### INSTRUCTION:
Count the lines in the records below that contain the string "positive", with case counting, and give only the number.

○ ○ ○ ○ ○

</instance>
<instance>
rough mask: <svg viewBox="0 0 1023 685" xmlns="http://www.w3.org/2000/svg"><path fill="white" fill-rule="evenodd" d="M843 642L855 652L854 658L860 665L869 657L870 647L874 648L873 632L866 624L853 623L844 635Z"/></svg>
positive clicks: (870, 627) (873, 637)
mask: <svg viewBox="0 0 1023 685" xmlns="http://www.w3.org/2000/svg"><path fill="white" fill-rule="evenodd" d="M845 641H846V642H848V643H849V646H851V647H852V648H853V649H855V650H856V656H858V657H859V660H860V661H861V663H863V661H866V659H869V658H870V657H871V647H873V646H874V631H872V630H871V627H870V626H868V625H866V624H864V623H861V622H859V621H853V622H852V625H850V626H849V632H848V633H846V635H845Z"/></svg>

○ ○ ○ ○ ○

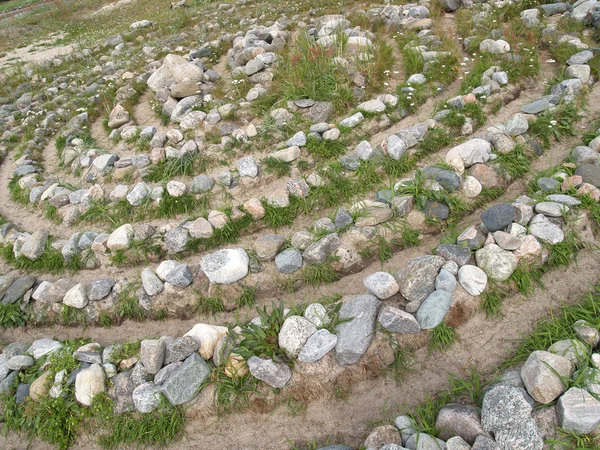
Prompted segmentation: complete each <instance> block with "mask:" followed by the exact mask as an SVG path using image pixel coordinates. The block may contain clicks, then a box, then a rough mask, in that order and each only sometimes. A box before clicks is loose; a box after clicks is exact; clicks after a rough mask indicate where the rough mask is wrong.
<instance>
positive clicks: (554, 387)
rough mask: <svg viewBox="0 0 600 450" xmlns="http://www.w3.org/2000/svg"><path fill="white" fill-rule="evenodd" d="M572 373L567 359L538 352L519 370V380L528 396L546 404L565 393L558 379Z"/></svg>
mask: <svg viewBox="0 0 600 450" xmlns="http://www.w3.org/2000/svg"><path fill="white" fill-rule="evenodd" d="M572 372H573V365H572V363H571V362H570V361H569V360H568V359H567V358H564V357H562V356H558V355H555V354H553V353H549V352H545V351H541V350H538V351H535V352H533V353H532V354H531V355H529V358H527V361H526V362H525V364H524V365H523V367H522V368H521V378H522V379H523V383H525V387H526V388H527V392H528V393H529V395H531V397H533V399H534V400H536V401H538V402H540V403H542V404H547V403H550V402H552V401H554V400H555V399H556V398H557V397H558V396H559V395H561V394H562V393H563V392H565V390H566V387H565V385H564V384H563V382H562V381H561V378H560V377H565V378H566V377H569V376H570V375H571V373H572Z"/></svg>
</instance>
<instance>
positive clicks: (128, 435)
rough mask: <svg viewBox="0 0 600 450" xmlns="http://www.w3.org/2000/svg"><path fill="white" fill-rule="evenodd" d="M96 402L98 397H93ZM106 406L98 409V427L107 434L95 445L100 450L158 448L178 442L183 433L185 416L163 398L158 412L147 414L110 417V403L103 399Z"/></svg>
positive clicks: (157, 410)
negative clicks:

○ ○ ○ ○ ○

### SOLUTION TO THE PROBLEM:
4